THE PROBLEM. For the stretch of the listing from the line containing "Where can you spot the sunglasses?" through the end, write those lines out again, requests included, shifting every coordinate in the answers up by 124.

DATA EXCERPTS.
- - -

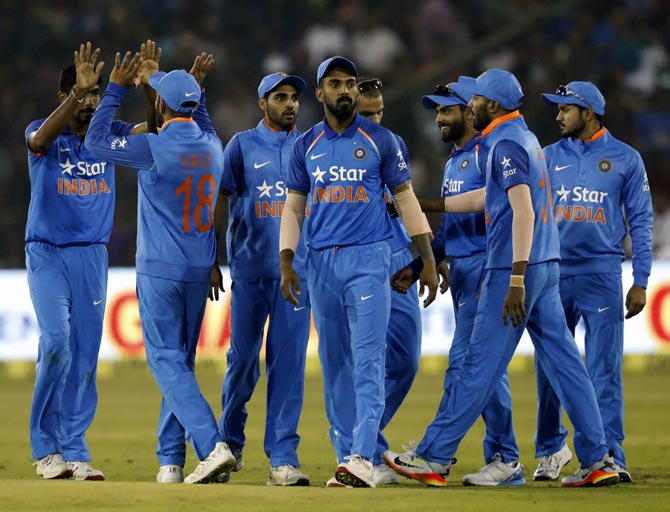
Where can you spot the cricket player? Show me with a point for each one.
(255, 165)
(521, 281)
(343, 164)
(462, 239)
(179, 174)
(69, 223)
(599, 186)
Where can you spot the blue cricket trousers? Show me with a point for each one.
(351, 299)
(68, 288)
(252, 301)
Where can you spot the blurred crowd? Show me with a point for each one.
(623, 46)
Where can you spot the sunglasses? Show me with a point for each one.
(564, 90)
(371, 83)
(446, 90)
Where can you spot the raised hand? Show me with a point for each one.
(88, 72)
(150, 55)
(125, 72)
(201, 66)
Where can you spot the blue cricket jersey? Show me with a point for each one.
(462, 234)
(399, 240)
(598, 185)
(344, 177)
(255, 164)
(71, 191)
(180, 171)
(515, 157)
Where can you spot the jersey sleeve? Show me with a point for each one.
(394, 168)
(233, 166)
(130, 150)
(639, 212)
(509, 164)
(297, 178)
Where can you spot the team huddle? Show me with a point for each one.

- - -

FINAL ANSWER.
Where can you spot the sunglasses? Show me with a point for each one.
(688, 214)
(495, 207)
(570, 214)
Where can you spot the raised hand? Show me with a point for each one.
(212, 196)
(274, 179)
(249, 196)
(325, 190)
Where can you spot the blue cricket jersey? Show me with a point for each one.
(586, 358)
(523, 364)
(722, 309)
(468, 301)
(379, 288)
(195, 315)
(304, 295)
(639, 281)
Where can you spot the jersey sleeve? Show me with a point for each one.
(518, 292)
(357, 290)
(254, 274)
(763, 336)
(633, 288)
(421, 302)
Where can you spot the team huddle? Show me with a point for each one.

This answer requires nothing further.